--- START ---

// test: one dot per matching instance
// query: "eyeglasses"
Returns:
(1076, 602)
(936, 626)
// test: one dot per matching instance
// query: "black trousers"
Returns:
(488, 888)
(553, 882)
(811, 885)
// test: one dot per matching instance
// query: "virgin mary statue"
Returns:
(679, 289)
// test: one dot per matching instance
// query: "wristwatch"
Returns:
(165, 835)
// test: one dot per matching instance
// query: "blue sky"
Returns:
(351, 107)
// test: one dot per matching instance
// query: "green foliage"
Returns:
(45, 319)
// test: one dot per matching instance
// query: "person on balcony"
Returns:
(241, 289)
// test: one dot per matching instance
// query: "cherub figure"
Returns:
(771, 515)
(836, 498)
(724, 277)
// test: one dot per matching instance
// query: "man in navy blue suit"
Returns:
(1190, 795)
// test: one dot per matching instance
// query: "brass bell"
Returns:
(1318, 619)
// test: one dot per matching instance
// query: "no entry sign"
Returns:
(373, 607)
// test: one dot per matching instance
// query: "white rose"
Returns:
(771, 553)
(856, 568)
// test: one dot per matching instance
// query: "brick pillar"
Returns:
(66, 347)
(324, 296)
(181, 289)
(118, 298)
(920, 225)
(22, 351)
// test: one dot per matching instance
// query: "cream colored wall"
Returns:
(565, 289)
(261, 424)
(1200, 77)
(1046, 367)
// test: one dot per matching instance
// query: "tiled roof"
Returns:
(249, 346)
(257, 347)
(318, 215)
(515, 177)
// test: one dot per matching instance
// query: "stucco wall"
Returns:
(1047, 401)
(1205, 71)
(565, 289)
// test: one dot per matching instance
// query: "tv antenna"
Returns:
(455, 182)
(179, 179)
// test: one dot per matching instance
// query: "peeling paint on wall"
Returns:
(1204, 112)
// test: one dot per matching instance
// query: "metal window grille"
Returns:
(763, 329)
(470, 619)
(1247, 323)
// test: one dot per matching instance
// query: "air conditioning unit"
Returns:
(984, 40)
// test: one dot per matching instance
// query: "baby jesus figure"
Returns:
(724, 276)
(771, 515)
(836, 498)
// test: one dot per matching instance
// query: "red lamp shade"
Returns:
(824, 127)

--- END ---

_PROBLEM_:
Provide every line from the material that contains the word "wall".

_RESPONSE BELOW_:
// query: "cream colored wall"
// query: "stucco wall"
// query: "peeling paint on wall"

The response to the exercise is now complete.